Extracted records
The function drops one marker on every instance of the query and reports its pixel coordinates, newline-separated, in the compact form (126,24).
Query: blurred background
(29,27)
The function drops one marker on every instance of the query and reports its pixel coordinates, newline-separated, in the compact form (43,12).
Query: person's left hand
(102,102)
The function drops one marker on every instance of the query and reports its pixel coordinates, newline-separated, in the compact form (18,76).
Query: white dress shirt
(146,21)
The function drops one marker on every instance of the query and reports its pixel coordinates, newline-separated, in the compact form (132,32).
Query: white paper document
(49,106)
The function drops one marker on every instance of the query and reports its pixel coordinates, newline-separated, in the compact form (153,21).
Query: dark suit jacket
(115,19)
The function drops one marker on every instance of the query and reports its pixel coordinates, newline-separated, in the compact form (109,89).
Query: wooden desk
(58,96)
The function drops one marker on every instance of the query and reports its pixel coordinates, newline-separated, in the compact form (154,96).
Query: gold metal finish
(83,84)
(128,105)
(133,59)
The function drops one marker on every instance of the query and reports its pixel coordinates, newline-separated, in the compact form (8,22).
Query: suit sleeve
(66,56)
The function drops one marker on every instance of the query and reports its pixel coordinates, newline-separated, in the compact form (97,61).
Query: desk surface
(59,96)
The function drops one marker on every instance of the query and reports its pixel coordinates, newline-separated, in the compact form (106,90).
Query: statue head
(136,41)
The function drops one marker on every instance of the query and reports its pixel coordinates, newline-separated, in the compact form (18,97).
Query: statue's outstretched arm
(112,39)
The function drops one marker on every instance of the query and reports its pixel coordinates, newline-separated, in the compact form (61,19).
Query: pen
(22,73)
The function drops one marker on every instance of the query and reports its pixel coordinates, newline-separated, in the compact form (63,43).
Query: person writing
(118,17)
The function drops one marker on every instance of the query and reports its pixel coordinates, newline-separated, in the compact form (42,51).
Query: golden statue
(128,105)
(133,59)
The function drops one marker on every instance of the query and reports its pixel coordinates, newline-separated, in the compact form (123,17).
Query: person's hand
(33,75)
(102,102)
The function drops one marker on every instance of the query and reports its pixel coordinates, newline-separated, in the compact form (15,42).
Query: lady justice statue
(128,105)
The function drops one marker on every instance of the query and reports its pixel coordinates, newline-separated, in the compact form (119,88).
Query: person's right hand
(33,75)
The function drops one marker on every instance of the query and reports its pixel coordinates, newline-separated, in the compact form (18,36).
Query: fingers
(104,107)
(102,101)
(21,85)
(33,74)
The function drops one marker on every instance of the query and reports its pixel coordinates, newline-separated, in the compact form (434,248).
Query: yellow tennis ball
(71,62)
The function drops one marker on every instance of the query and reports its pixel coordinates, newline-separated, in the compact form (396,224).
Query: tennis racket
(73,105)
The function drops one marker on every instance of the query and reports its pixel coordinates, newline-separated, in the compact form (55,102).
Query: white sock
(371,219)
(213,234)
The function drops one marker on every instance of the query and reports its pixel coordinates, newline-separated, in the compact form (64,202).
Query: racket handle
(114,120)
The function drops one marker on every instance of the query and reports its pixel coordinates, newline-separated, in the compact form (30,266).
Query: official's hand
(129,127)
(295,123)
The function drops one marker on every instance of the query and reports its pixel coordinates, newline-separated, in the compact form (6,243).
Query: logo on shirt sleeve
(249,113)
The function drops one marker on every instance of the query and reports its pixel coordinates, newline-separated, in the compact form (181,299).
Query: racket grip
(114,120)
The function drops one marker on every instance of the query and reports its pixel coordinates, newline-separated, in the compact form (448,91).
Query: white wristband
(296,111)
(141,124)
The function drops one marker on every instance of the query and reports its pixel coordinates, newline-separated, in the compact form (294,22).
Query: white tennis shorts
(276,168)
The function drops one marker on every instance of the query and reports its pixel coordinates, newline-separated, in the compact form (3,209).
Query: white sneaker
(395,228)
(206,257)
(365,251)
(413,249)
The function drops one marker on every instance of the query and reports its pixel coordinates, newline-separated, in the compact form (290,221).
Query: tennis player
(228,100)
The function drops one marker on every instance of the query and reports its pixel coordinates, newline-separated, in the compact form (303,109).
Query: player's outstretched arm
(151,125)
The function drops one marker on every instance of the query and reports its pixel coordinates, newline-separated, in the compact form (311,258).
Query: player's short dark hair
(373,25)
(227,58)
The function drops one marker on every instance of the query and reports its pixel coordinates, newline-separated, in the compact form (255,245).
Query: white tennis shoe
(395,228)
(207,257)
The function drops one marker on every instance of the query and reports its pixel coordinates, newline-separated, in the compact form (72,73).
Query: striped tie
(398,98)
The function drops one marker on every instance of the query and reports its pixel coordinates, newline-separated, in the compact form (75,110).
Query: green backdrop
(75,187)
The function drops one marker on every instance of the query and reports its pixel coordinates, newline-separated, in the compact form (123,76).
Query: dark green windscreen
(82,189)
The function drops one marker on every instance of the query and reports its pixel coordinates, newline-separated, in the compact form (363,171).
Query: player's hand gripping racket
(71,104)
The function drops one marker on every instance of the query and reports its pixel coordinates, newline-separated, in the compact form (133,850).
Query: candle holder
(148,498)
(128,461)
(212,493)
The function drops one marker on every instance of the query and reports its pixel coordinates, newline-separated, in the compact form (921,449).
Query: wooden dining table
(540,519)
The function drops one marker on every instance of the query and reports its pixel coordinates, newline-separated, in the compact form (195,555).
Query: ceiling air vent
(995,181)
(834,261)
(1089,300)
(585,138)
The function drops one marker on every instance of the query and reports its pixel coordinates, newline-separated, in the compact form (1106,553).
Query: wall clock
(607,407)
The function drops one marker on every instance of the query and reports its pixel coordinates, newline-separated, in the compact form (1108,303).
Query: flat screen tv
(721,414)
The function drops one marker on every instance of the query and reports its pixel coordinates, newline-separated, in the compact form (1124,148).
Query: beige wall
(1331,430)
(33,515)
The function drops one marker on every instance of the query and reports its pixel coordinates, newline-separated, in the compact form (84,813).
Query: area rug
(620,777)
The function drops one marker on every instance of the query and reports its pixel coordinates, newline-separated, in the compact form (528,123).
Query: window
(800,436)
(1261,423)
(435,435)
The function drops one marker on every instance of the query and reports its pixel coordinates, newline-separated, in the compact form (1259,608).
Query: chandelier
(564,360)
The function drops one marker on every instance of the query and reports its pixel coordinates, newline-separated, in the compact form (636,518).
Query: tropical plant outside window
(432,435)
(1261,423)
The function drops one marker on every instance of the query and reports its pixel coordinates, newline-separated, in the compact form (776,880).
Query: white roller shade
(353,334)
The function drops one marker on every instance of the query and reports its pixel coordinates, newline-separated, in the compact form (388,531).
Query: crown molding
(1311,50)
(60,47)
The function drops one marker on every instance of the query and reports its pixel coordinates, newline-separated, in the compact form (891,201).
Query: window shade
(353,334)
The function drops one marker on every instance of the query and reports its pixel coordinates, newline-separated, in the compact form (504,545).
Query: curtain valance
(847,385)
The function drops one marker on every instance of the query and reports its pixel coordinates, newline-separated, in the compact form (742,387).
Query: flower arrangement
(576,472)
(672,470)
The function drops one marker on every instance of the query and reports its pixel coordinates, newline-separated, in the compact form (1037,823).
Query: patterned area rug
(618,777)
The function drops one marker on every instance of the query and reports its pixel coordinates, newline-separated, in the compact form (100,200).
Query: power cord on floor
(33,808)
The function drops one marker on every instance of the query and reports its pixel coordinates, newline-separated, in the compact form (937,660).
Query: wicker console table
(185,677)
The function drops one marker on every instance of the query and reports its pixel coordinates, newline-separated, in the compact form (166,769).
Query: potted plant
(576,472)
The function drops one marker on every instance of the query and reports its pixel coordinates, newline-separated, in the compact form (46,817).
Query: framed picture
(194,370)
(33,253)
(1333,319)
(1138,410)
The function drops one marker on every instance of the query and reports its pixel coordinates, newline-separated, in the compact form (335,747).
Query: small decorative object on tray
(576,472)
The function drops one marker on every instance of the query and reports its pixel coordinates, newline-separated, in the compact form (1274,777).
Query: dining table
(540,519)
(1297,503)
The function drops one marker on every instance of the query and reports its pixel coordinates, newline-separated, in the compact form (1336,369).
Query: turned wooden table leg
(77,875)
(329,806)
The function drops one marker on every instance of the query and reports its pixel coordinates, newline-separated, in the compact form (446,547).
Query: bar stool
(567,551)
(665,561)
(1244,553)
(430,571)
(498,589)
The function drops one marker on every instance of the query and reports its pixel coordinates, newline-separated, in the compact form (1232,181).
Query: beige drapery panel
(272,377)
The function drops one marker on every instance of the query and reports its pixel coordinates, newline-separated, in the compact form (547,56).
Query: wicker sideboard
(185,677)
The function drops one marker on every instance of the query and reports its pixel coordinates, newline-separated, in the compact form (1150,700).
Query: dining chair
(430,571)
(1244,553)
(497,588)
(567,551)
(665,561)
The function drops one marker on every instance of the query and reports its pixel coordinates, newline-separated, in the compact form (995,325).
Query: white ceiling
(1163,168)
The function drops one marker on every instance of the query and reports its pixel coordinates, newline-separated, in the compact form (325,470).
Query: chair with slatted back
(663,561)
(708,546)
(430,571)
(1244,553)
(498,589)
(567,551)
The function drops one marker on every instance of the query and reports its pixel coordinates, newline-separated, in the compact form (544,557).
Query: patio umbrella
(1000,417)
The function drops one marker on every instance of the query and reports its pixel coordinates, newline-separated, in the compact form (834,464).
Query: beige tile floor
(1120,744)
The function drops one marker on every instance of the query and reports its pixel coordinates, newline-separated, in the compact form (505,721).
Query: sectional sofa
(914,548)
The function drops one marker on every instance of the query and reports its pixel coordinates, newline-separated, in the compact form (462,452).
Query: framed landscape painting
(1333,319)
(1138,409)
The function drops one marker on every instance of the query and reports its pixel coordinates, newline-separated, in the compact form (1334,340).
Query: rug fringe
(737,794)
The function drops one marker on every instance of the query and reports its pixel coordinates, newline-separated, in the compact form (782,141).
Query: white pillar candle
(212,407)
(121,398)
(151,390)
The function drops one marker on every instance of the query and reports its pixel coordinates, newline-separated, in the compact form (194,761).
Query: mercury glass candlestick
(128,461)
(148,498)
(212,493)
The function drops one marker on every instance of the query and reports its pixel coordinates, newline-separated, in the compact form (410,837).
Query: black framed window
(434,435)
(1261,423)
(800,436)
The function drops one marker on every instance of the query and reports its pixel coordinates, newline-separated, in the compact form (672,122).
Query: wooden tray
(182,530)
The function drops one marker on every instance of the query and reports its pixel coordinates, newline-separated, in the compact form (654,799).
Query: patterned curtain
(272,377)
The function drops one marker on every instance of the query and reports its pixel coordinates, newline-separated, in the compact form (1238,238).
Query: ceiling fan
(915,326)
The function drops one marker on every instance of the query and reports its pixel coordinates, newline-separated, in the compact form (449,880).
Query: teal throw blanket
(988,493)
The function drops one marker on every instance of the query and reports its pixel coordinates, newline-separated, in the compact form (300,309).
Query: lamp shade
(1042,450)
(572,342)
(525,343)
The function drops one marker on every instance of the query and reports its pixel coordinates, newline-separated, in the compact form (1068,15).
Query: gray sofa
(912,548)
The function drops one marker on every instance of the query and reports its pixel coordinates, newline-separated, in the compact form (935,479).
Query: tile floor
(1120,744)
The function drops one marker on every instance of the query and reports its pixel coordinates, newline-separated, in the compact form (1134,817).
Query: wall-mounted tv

▶ **Try it**
Copy every line of the data above, beginning with the first and ending with the line that contains "compact form (153,21).", and give nothing more.

▶ **Solution**
The function drops one marker on every instance of the query and reports its pixel coordinates, newline-separated, in the compact form (126,24).
Query: blurred background
(29,27)
The function drops one marker on every instance of the query and reports its pixel coordinates, newline-separated, in the compact form (43,12).
Query: person's left hand
(102,102)
The function drops one marker on every instance of the query and reports its pixel coordinates, newline-separated, in the compact form (18,76).
Query: white dress shirt
(146,21)
The function drops one marker on every instance of the query and reports its pixel coordinates, newline-separated, in the compact form (132,32).
Query: white paper document
(49,106)
The function drops one marker on every instance of the query and reports its pixel coordinates, newline-separated, in the compact form (153,21).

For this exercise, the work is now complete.